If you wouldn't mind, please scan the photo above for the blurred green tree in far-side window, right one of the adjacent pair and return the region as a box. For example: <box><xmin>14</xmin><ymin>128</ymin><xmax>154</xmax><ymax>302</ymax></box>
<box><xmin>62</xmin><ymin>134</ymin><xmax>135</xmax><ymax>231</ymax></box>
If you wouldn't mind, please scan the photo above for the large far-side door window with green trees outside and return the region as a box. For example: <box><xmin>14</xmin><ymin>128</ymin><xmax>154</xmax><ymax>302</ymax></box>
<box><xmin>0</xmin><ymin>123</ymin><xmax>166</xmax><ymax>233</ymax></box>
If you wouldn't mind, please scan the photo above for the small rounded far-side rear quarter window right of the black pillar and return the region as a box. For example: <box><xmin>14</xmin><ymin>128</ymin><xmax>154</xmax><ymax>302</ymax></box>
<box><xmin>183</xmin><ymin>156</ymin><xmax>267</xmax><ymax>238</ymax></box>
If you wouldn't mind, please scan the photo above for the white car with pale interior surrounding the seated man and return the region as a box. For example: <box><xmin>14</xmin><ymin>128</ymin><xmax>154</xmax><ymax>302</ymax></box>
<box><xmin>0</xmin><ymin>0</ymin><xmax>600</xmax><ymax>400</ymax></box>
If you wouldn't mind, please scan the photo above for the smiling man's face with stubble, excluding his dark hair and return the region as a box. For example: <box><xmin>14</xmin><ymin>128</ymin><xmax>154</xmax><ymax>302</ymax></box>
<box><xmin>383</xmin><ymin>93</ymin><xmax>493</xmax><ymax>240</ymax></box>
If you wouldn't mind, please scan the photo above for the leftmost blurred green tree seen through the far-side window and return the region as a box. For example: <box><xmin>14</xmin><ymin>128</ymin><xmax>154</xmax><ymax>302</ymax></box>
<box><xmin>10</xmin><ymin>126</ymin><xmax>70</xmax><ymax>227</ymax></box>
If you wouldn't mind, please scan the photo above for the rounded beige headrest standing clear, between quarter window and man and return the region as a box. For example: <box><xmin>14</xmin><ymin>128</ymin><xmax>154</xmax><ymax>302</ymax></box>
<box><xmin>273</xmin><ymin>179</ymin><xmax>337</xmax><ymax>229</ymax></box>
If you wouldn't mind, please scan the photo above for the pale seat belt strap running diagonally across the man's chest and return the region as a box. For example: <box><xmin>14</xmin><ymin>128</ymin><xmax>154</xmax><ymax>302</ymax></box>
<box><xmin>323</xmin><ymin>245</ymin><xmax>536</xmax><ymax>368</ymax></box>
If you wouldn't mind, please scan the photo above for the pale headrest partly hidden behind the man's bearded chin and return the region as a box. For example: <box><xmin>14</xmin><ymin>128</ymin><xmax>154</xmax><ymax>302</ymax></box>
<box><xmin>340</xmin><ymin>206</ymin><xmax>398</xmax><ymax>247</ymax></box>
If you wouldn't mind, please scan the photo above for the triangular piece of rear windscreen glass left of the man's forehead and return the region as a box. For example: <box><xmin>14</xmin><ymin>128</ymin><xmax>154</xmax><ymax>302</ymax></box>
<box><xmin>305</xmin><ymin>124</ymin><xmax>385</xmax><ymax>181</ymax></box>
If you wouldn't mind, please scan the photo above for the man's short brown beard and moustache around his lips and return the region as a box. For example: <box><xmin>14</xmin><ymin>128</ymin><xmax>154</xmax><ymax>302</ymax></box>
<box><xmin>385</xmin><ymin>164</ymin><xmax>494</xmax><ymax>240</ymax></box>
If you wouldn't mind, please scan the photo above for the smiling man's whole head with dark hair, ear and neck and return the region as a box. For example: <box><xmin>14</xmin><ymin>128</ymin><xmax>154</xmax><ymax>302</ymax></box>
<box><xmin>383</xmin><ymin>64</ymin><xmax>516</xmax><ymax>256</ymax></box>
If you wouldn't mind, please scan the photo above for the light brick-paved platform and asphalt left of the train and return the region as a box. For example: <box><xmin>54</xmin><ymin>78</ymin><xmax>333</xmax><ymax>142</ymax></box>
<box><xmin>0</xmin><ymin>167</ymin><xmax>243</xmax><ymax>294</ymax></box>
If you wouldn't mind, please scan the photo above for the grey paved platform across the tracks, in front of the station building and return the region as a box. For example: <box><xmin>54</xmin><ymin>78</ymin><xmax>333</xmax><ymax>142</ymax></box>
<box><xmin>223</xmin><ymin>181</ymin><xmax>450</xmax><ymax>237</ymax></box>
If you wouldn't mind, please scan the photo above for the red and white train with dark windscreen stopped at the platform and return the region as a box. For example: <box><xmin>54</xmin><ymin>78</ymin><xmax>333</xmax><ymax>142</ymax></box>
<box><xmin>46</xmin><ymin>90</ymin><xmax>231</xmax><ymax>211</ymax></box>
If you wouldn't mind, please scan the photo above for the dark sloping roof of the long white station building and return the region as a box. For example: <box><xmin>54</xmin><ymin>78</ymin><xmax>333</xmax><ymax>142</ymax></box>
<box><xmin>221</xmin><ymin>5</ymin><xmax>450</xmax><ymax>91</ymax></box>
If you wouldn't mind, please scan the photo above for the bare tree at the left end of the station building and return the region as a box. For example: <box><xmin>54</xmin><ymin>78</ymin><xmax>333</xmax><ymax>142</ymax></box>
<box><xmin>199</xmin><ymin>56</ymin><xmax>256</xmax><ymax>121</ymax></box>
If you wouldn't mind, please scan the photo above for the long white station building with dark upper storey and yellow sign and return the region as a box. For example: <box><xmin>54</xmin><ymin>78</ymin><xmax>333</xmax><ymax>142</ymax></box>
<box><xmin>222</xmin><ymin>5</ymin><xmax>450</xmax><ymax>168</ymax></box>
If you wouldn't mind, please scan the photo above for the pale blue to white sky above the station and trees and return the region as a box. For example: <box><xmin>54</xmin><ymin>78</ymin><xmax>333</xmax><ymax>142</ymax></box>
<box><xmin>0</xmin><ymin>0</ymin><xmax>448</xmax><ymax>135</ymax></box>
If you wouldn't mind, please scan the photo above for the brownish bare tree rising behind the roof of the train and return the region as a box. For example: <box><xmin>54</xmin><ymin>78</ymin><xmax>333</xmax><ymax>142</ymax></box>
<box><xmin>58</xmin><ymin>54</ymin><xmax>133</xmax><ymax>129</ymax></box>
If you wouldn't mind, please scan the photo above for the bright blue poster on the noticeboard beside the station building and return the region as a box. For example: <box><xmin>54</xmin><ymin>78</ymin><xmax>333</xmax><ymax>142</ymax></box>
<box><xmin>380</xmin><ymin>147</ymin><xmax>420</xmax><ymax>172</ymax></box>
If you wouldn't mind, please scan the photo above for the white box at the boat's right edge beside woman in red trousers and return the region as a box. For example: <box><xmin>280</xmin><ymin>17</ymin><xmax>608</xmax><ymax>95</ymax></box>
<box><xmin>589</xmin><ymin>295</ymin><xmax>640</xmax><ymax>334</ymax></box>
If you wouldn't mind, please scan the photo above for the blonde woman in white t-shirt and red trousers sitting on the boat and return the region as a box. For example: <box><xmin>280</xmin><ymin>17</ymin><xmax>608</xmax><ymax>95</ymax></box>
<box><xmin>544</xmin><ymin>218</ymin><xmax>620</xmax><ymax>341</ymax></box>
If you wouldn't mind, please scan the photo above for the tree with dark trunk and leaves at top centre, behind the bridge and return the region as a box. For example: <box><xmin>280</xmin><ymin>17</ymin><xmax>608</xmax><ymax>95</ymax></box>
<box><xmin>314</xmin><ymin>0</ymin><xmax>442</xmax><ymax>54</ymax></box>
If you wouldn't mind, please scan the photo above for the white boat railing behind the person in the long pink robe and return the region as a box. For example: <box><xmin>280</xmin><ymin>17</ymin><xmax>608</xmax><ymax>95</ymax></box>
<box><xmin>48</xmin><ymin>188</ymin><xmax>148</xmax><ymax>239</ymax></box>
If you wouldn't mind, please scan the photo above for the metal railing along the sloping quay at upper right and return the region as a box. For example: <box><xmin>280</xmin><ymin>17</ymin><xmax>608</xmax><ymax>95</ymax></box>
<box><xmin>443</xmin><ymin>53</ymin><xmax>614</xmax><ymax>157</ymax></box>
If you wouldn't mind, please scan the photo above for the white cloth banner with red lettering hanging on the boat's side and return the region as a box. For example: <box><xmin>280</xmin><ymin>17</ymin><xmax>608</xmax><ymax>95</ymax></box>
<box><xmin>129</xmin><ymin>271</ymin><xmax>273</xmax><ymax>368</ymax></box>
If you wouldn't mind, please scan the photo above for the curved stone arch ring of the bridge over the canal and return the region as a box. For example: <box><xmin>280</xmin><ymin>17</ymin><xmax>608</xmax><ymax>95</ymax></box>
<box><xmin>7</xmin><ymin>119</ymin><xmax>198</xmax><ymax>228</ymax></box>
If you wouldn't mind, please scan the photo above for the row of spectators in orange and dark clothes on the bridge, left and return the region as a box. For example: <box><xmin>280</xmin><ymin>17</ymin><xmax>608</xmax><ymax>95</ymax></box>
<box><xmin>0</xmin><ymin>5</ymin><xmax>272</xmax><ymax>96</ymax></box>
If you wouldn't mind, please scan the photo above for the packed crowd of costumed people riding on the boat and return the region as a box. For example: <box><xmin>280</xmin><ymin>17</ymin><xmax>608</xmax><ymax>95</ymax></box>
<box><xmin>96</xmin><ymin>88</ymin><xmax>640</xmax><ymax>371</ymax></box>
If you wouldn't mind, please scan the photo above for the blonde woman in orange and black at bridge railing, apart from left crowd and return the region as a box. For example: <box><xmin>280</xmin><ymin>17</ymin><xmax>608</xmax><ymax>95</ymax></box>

_ _ _ _

Task statement:
Set down, word for word, only the lines running from the line with "for the curved" to the last line of the listing above. Both of those lines belong in your answer.

Response to the exercise:
If you wouldn't mind, please scan the photo above for the curved stone arch ring of the bridge over the canal and return the region as a box. For example: <box><xmin>280</xmin><ymin>17</ymin><xmax>608</xmax><ymax>95</ymax></box>
<box><xmin>7</xmin><ymin>119</ymin><xmax>198</xmax><ymax>228</ymax></box>
If you wouldn't mind, please scan the photo above for the row of spectators in orange and dark clothes on the bridge, left and return the region as a box. For example: <box><xmin>280</xmin><ymin>17</ymin><xmax>608</xmax><ymax>95</ymax></box>
<box><xmin>0</xmin><ymin>5</ymin><xmax>272</xmax><ymax>96</ymax></box>
If you wouldn't mind, please scan the photo above for the packed crowd of costumed people riding on the boat and return the region as a box. For example: <box><xmin>280</xmin><ymin>17</ymin><xmax>608</xmax><ymax>95</ymax></box>
<box><xmin>96</xmin><ymin>88</ymin><xmax>640</xmax><ymax>371</ymax></box>
If you wouldn't mind, please scan the photo above for the blonde woman in orange and black at bridge railing, apart from left crowd and return the region as a box. For example: <box><xmin>280</xmin><ymin>17</ymin><xmax>608</xmax><ymax>95</ymax></box>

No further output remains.